— START —

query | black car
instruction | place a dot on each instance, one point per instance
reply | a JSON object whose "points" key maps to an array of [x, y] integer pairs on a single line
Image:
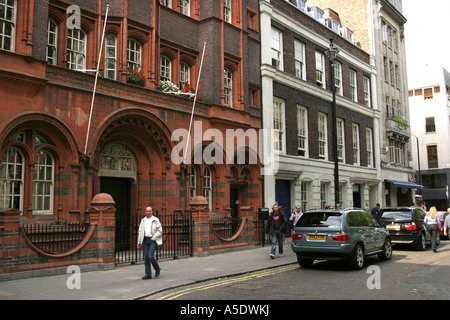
{"points": [[406, 226]]}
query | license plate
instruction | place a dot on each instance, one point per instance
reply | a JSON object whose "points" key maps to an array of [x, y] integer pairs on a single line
{"points": [[316, 237]]}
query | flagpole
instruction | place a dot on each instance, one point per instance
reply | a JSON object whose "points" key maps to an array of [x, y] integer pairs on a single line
{"points": [[96, 78], [193, 105]]}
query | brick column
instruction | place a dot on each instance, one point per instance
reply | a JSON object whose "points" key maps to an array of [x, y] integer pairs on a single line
{"points": [[199, 208], [102, 215]]}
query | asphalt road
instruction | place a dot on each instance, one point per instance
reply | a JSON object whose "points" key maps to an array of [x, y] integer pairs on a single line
{"points": [[409, 275]]}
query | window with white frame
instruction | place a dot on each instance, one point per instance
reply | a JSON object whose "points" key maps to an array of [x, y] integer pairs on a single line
{"points": [[165, 69], [340, 140], [278, 124], [52, 42], [7, 24], [338, 78], [166, 3], [323, 195], [355, 134], [277, 49], [185, 74], [299, 55], [353, 86], [367, 99], [110, 56], [320, 69], [322, 136], [134, 54], [192, 182], [302, 131], [304, 195], [11, 179], [227, 10], [228, 87], [207, 186], [43, 182], [185, 7], [369, 145], [76, 49]]}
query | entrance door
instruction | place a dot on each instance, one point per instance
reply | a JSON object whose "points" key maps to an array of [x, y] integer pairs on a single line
{"points": [[120, 191], [283, 197]]}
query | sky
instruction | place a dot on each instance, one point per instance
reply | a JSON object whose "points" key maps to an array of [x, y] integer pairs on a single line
{"points": [[427, 33]]}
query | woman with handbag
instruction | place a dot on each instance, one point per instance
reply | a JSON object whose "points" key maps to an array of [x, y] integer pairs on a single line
{"points": [[433, 224]]}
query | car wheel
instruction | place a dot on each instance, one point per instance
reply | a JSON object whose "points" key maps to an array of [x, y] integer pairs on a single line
{"points": [[305, 263], [387, 250], [357, 258], [422, 243]]}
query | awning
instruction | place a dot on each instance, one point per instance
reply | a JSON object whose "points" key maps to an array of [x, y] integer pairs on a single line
{"points": [[405, 184]]}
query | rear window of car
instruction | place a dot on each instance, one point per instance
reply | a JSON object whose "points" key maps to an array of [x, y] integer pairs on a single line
{"points": [[395, 215], [320, 219]]}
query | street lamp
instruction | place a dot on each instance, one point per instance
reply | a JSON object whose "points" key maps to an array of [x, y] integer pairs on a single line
{"points": [[419, 180], [332, 53]]}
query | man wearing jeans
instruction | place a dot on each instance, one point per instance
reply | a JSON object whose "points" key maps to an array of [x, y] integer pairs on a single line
{"points": [[150, 235], [276, 226]]}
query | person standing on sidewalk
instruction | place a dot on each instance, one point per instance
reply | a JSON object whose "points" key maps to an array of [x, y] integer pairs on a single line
{"points": [[276, 226], [150, 236], [432, 222]]}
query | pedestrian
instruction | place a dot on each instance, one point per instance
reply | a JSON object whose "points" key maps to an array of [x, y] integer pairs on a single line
{"points": [[432, 222], [447, 223], [295, 217], [375, 210], [150, 236], [276, 226]]}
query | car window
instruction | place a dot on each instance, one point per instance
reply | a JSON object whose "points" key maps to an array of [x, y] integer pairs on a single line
{"points": [[395, 215], [320, 219]]}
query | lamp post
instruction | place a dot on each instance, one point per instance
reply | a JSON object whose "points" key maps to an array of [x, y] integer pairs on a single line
{"points": [[332, 52], [419, 180]]}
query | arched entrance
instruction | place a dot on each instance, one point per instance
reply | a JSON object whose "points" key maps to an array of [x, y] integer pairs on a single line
{"points": [[117, 173]]}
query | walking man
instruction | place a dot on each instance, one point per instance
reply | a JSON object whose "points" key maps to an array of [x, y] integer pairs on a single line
{"points": [[150, 236], [276, 226]]}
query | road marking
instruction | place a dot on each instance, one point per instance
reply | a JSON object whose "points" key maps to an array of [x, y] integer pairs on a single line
{"points": [[226, 281]]}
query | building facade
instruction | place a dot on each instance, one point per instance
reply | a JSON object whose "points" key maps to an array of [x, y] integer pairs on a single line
{"points": [[59, 146], [297, 104], [378, 27], [429, 104]]}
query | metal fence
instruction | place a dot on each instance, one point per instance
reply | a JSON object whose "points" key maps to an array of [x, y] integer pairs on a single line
{"points": [[55, 238]]}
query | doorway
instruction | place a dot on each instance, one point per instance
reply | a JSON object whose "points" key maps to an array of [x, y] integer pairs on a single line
{"points": [[120, 191]]}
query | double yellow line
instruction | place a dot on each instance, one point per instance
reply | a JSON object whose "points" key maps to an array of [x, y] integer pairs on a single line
{"points": [[227, 281]]}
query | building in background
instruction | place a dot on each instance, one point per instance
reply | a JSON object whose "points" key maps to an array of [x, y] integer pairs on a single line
{"points": [[297, 105], [378, 27], [429, 103]]}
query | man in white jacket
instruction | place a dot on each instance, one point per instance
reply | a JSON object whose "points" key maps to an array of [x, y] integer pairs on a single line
{"points": [[150, 236]]}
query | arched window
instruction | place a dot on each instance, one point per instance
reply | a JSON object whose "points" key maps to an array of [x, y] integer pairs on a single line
{"points": [[207, 186], [11, 179], [165, 69], [110, 56], [43, 183], [134, 54]]}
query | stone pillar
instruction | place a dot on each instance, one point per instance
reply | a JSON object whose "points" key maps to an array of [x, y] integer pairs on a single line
{"points": [[102, 215], [198, 206]]}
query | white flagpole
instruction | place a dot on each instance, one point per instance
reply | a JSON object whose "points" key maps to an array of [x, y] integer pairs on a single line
{"points": [[193, 105], [96, 77]]}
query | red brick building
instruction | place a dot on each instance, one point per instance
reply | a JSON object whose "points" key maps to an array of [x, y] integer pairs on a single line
{"points": [[56, 155]]}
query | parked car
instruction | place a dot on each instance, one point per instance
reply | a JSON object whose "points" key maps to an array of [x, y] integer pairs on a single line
{"points": [[405, 226], [442, 216], [348, 235]]}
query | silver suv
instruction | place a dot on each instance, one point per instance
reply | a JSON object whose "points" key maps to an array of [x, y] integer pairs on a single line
{"points": [[348, 234]]}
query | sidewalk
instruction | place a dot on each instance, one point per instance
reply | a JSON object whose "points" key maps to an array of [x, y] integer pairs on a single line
{"points": [[125, 283]]}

— END —

### Exercise
Could you retype all of the data above word for word, leaving the pictures out?

### Written solution
query | black car
instruction | place a dot on each instance, one point per instance
reply | a JSON object whose "points" key maps to an array of [x, y] integer pairs on a single line
Image:
{"points": [[406, 226]]}
query | license plate
instruction | place a dot on each instance, one point per instance
reply | a JSON object whose "points" key maps to an array of [x, y] integer pairs on a single line
{"points": [[316, 237]]}
query | flagpole
instruction | place a dot on each instance, one point per instance
reply | a JSON object whose "points" key maps to an array of [x, y] integer pairs on a single line
{"points": [[96, 78], [193, 105]]}
query | brick column
instruction | place a dot on each instance, one point per instance
reply | a JSON object whose "points" key maps to an array of [x, y] integer pairs on a single line
{"points": [[199, 208], [102, 215]]}
query | asphalt road
instruction | place a dot on each instance, one point per instance
reply | a JSON object whose "points" key maps to an array of [x, y] integer pairs on a single line
{"points": [[409, 275]]}
query | window with white frame
instruction | place a dot on each instance, one point per instance
reply | a JSON object whose "points" key maps to an array of [x, y] integer pairs on a single line
{"points": [[165, 69], [340, 140], [278, 124], [52, 42], [7, 24], [338, 78], [166, 3], [323, 195], [355, 134], [277, 49], [185, 74], [299, 55], [353, 86], [367, 99], [110, 56], [320, 69], [322, 136], [134, 54], [192, 182], [302, 131], [304, 195], [11, 179], [227, 10], [228, 87], [207, 186], [43, 182], [185, 7], [369, 145], [76, 49]]}
query | entrance door
instruction | place a dot on each instance, one point per instance
reply | a JSON object whose "points" key maps to an array of [x, y] integer pairs on a single line
{"points": [[120, 191], [283, 197]]}
query | sky
instruction | place a dot on each instance, one point per instance
reply | a JSON object whose "points" key maps to an array of [x, y] integer pairs on a single line
{"points": [[427, 33]]}
query | woman with handbag
instruction | place a dot on each instance, one point per instance
reply | a JSON object whose "points" key maps to an array of [x, y] integer pairs on a single line
{"points": [[433, 224]]}
query | car wheel
instruction | place a dot on each instance, one point per instance
reply | a JSON object whose "points" key maps to an array of [x, y] integer pairs on a single line
{"points": [[305, 263], [387, 250], [357, 258], [422, 243]]}
query | awning
instruction | place a dot on each instance, one point per instance
reply | a JSON object whose "points" key maps to an array of [x, y] integer pairs on a single line
{"points": [[405, 184]]}
query | rear window of car
instruction | place a dot on each instance, one point per instance
reply | a JSON object whose "points" key maps to an array of [x, y] integer pairs on a single line
{"points": [[395, 215], [320, 219]]}
query | street lamp
instruction | place a dot on each instance, one point per instance
reply | a JSON object whose "points" key maps to an array of [x, y] integer pairs on a single line
{"points": [[419, 180], [332, 53]]}
query | man wearing jeans
instruction | place a dot on each instance, one point per instance
reply | a JSON object whose "points" key maps to an array of [x, y] integer pairs on a single line
{"points": [[150, 235], [276, 226]]}
query | person standing on sidewalk
instruction | place a dot on each instance, one point per instance
reply | a JSON object whose "points" key maps to an array of [x, y] integer pairs on a single line
{"points": [[276, 226], [150, 236], [432, 222]]}
query | pedestrian
instruction | place a dot on each instance, one point per instance
reply | a JSON object whose "points" key maps to an array of [x, y] integer pairs on a single line
{"points": [[432, 222], [447, 223], [295, 217], [375, 210], [150, 236], [276, 226]]}
query | car window
instruction | place a dot on each instance, one point per instance
reply | a JSON object whose "points" key maps to an array of [x, y] integer pairs on a single line
{"points": [[395, 215], [320, 219]]}
query | lamp post
instruction | place a dot on each instance, one point per instance
reply | a JSON object whose "points" key maps to an array of [x, y] integer pairs on a single line
{"points": [[332, 52], [419, 180]]}
query | arched entrance
instruction | place a dot on each instance, one point per instance
reply | a JSON object whose "points" key maps to an array of [x, y] integer pairs on a single line
{"points": [[117, 173]]}
query | walking man
instruction | place a dot on each instance, one point per instance
reply | a JSON object whose "points" key maps to an array of [x, y] integer pairs on a single line
{"points": [[150, 236], [276, 226]]}
query | road marking
instruction | place a dot on each instance, one point per instance
reply | a JSON object whose "points" key maps to an array of [x, y] integer pairs on a single line
{"points": [[226, 281]]}
query | building facade
instruction | place a dot on each instance, one point per instance
reply | a JSON object whose "points" key maps to an array of [x, y] integer pairs on a single line
{"points": [[59, 146], [297, 104], [378, 27], [429, 104]]}
query | metal fence
instruction | place a dot on each instance, one point per instance
reply | a JSON object whose "points" key maps to an array of [x, y] integer pairs on a single line
{"points": [[55, 238]]}
query | doorway
instruction | place a dot on each instance, one point per instance
reply | a JSON object whose "points" key maps to an array of [x, y] integer pairs on a single line
{"points": [[120, 191]]}
query | double yellow line
instruction | place a dot on each instance, one point per instance
reply | a JSON object whose "points" key maps to an array of [x, y] integer pairs on a single line
{"points": [[227, 281]]}
query | building in background
instruction | place a dot on each instance, one point per instance
reply | a JSON object whose "points" key maps to an array of [x, y] integer pairs on a single line
{"points": [[297, 105], [378, 27], [429, 103]]}
query | man in white jacket
instruction | place a dot on each instance, one point per instance
reply | a JSON object whose "points" key maps to an array of [x, y] integer pairs on a single line
{"points": [[150, 236]]}
query | arched window
instruction | place a dot on each instance, one point per instance
reply | a JSON object whose "points" key maps to an array of [x, y] integer pairs on a single line
{"points": [[207, 186], [11, 179], [165, 69], [110, 56], [43, 183], [134, 54]]}
query | stone pillar
instruction | place a dot on each instance, one point per instance
reply | a JSON object whose "points" key maps to an array of [x, y] integer pairs on a single line
{"points": [[102, 215], [198, 206]]}
query | white flagpole
instruction | place a dot on each instance, one point per instance
reply | a JSON object whose "points" key maps to an array of [x, y] integer pairs on a single line
{"points": [[193, 105], [96, 77]]}
query | red brick building
instruction | place a dot on each instance, one point per instance
reply | a JSON object whose "points" key maps to an array of [x, y] integer pairs on a single line
{"points": [[56, 155]]}
query | parked car
instruction | place a dot on each instance, one point per instance
reply | a JSON object whose "points" key maps to an array of [x, y] integer pairs on a single line
{"points": [[405, 226], [442, 216], [348, 235]]}
query | silver suv
instruction | place a dot on each instance, one point per instance
reply | a JSON object whose "points" key maps to an array of [x, y] integer pairs on a single line
{"points": [[348, 234]]}
query | sidewalk
instruction | place a dot on each instance, one point per instance
reply | a JSON object whose "points" key maps to an array of [x, y] integer pairs on a single line
{"points": [[125, 283]]}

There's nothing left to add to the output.